Data supplied
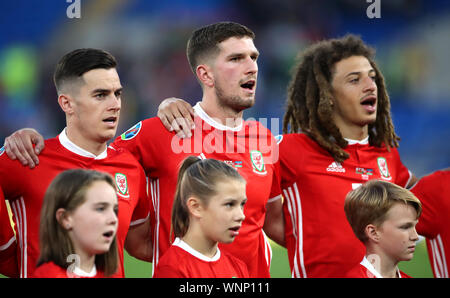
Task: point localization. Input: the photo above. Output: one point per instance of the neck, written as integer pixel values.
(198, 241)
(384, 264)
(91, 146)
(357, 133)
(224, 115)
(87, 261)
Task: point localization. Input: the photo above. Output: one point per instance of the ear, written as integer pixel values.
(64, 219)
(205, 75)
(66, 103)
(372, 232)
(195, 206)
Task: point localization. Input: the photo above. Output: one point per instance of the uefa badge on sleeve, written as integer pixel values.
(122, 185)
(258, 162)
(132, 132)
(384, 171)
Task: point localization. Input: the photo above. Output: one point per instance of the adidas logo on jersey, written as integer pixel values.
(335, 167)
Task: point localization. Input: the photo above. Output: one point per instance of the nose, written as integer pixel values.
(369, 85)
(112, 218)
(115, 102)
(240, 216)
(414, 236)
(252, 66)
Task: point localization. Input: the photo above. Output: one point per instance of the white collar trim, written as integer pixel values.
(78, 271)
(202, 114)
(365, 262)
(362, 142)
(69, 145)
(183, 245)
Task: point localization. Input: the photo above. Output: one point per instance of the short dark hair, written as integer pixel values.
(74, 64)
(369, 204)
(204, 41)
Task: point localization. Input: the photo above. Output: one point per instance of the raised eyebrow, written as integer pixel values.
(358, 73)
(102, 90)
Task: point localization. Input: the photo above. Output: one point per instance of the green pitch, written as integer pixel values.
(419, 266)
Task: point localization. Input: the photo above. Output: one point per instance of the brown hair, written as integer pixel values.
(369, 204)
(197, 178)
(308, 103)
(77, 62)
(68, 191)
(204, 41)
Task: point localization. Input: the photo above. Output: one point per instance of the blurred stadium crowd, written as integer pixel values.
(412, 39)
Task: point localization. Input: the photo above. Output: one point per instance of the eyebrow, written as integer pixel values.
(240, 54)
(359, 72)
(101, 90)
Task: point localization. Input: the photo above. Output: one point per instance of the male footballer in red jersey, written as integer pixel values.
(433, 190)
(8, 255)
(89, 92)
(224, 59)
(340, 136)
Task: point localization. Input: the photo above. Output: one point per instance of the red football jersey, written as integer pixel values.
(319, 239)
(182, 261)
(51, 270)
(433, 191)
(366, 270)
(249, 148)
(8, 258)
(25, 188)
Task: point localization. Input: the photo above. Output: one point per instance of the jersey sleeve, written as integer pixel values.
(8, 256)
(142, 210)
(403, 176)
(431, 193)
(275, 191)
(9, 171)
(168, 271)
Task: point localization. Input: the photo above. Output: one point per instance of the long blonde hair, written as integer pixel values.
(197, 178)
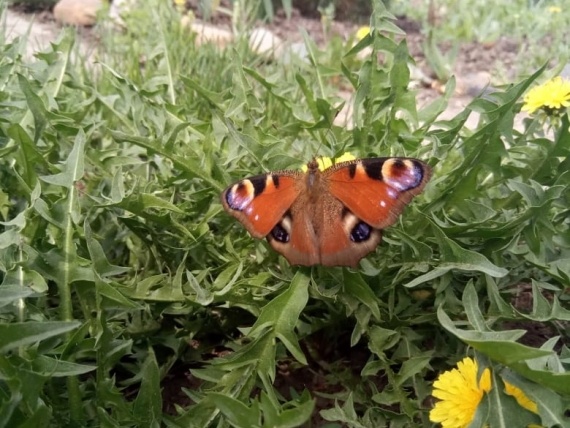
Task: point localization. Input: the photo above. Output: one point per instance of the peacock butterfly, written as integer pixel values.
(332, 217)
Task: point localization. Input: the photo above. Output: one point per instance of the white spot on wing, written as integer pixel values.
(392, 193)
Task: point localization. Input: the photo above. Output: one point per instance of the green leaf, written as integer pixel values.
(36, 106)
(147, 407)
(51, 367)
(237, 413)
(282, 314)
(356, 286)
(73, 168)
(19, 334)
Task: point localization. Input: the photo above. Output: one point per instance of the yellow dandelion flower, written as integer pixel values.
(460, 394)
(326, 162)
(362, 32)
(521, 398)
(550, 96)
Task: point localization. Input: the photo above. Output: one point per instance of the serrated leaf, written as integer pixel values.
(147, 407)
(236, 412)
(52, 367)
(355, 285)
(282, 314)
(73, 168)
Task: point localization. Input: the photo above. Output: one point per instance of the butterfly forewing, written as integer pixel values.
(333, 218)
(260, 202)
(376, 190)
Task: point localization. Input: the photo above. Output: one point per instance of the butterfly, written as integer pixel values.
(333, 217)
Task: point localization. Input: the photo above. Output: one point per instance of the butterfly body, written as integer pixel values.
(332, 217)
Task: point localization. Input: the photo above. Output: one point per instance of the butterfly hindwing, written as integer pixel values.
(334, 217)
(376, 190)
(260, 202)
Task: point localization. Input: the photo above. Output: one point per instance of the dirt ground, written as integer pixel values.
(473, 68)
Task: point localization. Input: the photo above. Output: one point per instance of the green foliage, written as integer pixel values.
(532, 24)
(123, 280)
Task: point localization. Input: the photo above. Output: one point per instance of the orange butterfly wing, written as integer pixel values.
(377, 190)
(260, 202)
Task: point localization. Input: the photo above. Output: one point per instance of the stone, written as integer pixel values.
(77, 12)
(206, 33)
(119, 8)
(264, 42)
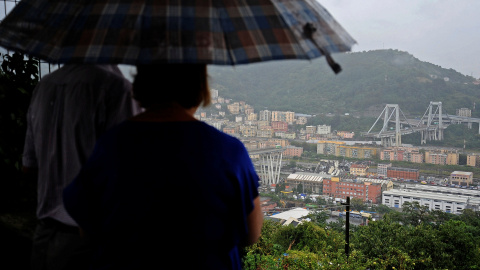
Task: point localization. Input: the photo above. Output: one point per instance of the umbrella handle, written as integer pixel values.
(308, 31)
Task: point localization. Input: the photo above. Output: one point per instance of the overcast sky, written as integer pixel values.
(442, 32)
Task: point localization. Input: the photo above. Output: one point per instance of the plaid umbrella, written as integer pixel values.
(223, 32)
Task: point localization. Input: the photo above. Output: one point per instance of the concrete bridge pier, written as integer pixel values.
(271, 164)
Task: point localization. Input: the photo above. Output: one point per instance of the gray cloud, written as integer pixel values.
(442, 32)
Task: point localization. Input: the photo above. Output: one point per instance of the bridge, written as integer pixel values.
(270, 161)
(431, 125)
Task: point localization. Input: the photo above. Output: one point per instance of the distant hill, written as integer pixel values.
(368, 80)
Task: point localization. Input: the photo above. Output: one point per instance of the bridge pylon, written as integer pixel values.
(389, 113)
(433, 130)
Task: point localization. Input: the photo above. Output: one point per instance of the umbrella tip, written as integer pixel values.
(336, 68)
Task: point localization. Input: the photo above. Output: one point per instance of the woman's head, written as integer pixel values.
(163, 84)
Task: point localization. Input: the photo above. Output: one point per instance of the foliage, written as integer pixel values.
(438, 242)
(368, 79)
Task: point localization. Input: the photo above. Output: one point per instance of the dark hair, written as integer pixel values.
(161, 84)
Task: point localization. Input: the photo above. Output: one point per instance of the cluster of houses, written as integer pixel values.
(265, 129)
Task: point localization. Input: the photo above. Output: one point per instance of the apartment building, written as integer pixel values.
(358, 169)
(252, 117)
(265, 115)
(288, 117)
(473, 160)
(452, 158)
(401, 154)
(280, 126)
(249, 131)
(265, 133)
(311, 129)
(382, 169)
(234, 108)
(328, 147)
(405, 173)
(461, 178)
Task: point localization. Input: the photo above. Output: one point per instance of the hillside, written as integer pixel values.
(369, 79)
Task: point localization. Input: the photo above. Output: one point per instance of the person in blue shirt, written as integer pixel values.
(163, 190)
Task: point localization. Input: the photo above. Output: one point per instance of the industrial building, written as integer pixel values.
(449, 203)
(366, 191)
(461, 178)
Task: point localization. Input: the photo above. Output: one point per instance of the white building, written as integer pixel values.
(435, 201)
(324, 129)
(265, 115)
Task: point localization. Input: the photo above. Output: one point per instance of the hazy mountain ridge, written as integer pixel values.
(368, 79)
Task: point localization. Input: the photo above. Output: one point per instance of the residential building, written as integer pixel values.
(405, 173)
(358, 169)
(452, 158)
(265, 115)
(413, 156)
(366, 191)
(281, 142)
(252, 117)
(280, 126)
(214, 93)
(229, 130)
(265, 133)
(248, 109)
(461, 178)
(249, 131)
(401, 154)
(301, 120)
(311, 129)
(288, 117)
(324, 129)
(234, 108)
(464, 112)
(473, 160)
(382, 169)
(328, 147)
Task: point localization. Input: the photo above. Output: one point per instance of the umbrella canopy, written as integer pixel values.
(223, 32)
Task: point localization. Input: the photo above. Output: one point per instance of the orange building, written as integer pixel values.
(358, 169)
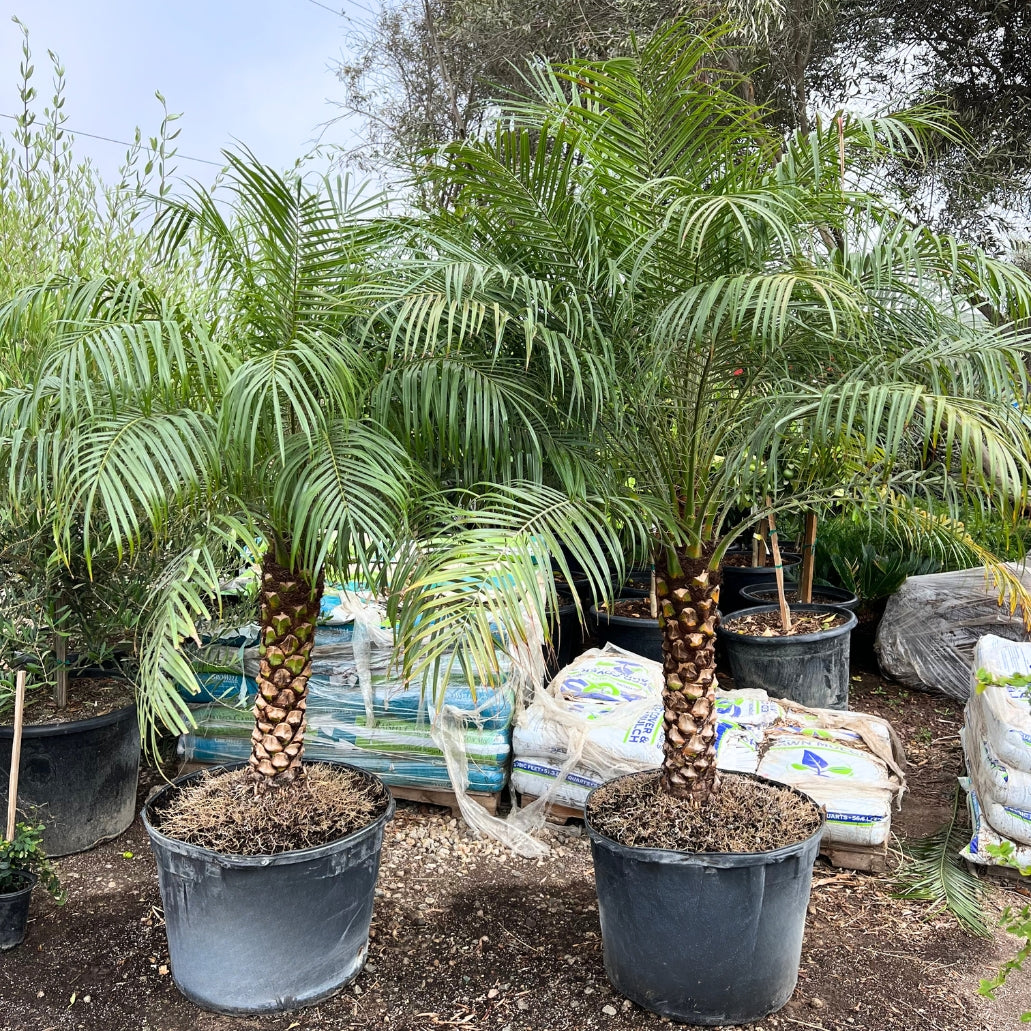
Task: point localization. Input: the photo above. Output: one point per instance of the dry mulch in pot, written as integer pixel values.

Brief
Go back to the records above and write them out exactly, without the pictures.

Answer to this exercise
Task: point localization. Input: the photo above. Output: one point per instance of the neck, written as integer pixel values.
(198, 241)
(384, 264)
(91, 146)
(357, 133)
(224, 115)
(87, 261)
Task: point localization. Input: the photo above. Output: one point per instance of the ear, written as integer pixel values.
(64, 219)
(205, 75)
(66, 103)
(372, 232)
(195, 206)
Task: point localization. Input: the photo above. Output: one point per instance of the uefa badge on sleeve, written as integer pixel values.
(122, 185)
(258, 162)
(132, 132)
(384, 171)
Task: point localization. Input: the photo above. Output: one point per instance of the adidas logo on jersey, written as integer pixel values.
(335, 167)
Task: point localization. Input: the photo above. Output: one point per instance of the nose, written as integer pixel values.
(369, 85)
(112, 218)
(115, 102)
(240, 216)
(414, 236)
(252, 66)
Task: point localization. Input: the photo above. Output: one point per instance of the white collar trim, written as integer pixel values.
(78, 271)
(202, 114)
(365, 262)
(362, 142)
(69, 145)
(183, 245)
Task: point localization. Input: the photo above. Output: one point per instance of the short dark hair, written as integer pixel values.
(74, 64)
(369, 204)
(204, 41)
Task: point localization. Input: the photo above. Output: one point per instance of the raised eyebrow, written as integer pixel values.
(358, 73)
(102, 90)
Task: point localization. Input: the photo above. Output: one point per instance of the green pitch, written as integer pixel values.
(419, 266)
Task: point localization. Input: the photo above. Output: one point per instance of the brown hair, written as integer pixel values.
(369, 204)
(197, 178)
(308, 103)
(77, 62)
(68, 191)
(204, 41)
Task: point localization. Input: the photo above. Output: one point per instance of the blurred stadium crowd, written as integer pixel values.
(412, 39)
Task: point localization. Input: the photo above. Output: one point per instance of the eyebrow, written as integer pixel values.
(240, 54)
(359, 72)
(101, 90)
Task: point localization. Input: the photo above. Output: one point per instance of the male footballer in red jersey, written as integer pixel values.
(433, 190)
(8, 255)
(89, 92)
(224, 59)
(340, 136)
Task: point localization. Input: the photo above. Output: one point per instance of the red football jersey, written as integer pixel values.
(319, 239)
(182, 261)
(51, 270)
(433, 191)
(366, 270)
(249, 148)
(8, 258)
(25, 188)
Task: point localization. Input: the photo above. Output: one point per instance of the jersey sleeve, written as integer pixel values.
(8, 256)
(142, 210)
(403, 176)
(431, 193)
(275, 191)
(9, 171)
(168, 271)
Task: point localization. Input: the photo above. Output: one point per instance of the long blonde hair, written as integer pixel values.
(197, 178)
Task: point localization. Input: the photo above. Output: one point per instance of the peacock butterfly, written as integer pixel values.
(332, 217)
Task: point localization. Input: the photo above. Output: one point per instance of the white spot on wing, written as integer pixel values.
(392, 193)
Task: point localization. Input: the photo above. Output: one point per instance of the green leaf, written as integer pixel values.
(36, 106)
(147, 407)
(51, 367)
(237, 413)
(282, 314)
(356, 286)
(73, 168)
(19, 334)
Task: point localization. Input: the photo above. Output: one point per instance of the yellow dandelion flower, written as integer pixel values.
(460, 394)
(326, 162)
(362, 32)
(521, 398)
(550, 96)
Task: point localization. Input: the photo above. Output: one point per instance of the serrated leaf, written as integer pixel values.
(147, 407)
(236, 412)
(52, 367)
(355, 285)
(282, 314)
(73, 168)
Task: point localization. Input: the photo above. Output: one point per instance of the butterfly forewing, written as integer pixel values.
(333, 218)
(260, 202)
(376, 190)
Task: point localization. Input: the photo above. Output: one point per instance of the butterfly, written as integer pixel values.
(333, 217)
Task: point localization. Input: the photo above. Output: one point per instance of the butterfly body, written as integer pixel values.
(332, 217)
Task: point localization. Input: the photo above. Output: one point per instance of the butterfly hindwing, written as integer pixel values.
(334, 217)
(376, 190)
(260, 202)
Task: point localization. Input: the photo above. Output: one point per instance of the dirt ground, written as integer pixel values.
(473, 68)
Task: point localization. Input: the photo above. Output: one point per instance of the green foliage, written as integer pixel values.
(532, 24)
(123, 280)
Task: point localization. Input: the photo above. Output: one point per instance of the orange butterfly wing, written as integer pixel values.
(377, 190)
(260, 202)
Task: point localization. Input: the photo above. Output: one point per instance of the stone, written as integer pixel values.
(77, 12)
(206, 33)
(119, 8)
(264, 42)
Task: point localization. Input: the photo above. Output: one point per instance of the umbrella handle, written as integer pixel values.
(308, 31)
Task: point localization. Input: the photo above. Output: one point per instance of the overcast sky, written as integer pixel values.
(442, 32)
Task: point localization. Input: the photo above. Output: one point per instance of the plaid umbrella, written as integer pixel values.
(223, 32)
Task: point localization. Input: the photo above. Output: one point per instance of the concrete bridge pier, written as integer pixel values.
(271, 164)
Task: point localization. Input: the photo above. Output: one point per instance of the gray cloud, written as integer pixel values.
(442, 32)
Task: point localization. Input: the photo above. Output: one point per instance of the bridge, written as integer pixel values.
(270, 161)
(431, 125)
Task: point localization. Input: the photo above. Output: one point per instance of the distant hill, written as integer pixel values.
(368, 80)
Task: point localization. Input: the photo above. Output: one point per instance of the bridge pylon, written as integer pixel values.
(389, 113)
(433, 130)
Task: point localization. Input: the photo above. Output: one point per instance of the umbrella tip, written as integer pixel values.
(336, 68)
Task: point localization. Input: the photo above. Output: one point per instance of the woman's head, written as integer pixel values.
(163, 84)
Task: point localization. Input: the photo above. Output: one point per instance of the foliage, written as integer pixel values.
(438, 242)
(368, 79)
Task: point localization. Input: the photo above. Output: one point per instance of the dark hair, written as integer pixel values.
(161, 84)
Task: point localization. Input: the photo above. Output: one point per instance of the cluster of houses, written as integer pixel values.
(265, 129)
Task: point localization. Input: the photo above. Output: one point per instance of the apartment building, written as integer pixel values.
(358, 169)
(252, 117)
(265, 115)
(288, 117)
(473, 160)
(452, 158)
(401, 154)
(280, 126)
(249, 131)
(265, 133)
(311, 129)
(382, 169)
(234, 108)
(328, 147)
(405, 173)
(461, 178)
Task: point localization. Input: the photo above. Output: one point per instance of the hillside, written as integer pixel values.
(369, 79)
Task: point localization. Input: the photo above. Output: one point per instance of the person in blue shirt, written as integer pixel values.
(163, 190)
Task: point localization. Input: the photo above. Output: one point per instance of the industrial building, written as integer pixel values.
(449, 203)
(366, 191)
(461, 178)
Task: point localization. Input: the photo above. Output: one point per instance of the white building, written as integer pixel values.
(435, 201)
(324, 129)
(265, 115)
Task: point localization. Input: the photo above. Output: one point per instance of the hazy mountain ridge, written as integer pixel values.
(368, 79)
Task: point localization. Input: the photo above. Output: one point per instance of the residential building, written as integer pixel values.
(405, 173)
(358, 169)
(452, 158)
(265, 115)
(413, 156)
(366, 191)
(281, 142)
(252, 117)
(280, 126)
(214, 93)
(229, 130)
(265, 133)
(248, 109)
(461, 178)
(249, 131)
(401, 154)
(301, 120)
(311, 129)
(288, 117)
(324, 129)
(234, 108)
(464, 112)
(473, 160)
(382, 169)
(328, 147)
Task: point localization. Input: the photo above. Output: one point per instance of the umbrella canopy, written as integer pixel values.
(223, 32)
Task: point localization. Input: the photo above. Output: one point per instance of the orange building, written as integer pixel values.
(358, 169)
Task: point localization. Input: the photo above. Output: one point per instance of the dry mulch in pot, written as integer pixel values.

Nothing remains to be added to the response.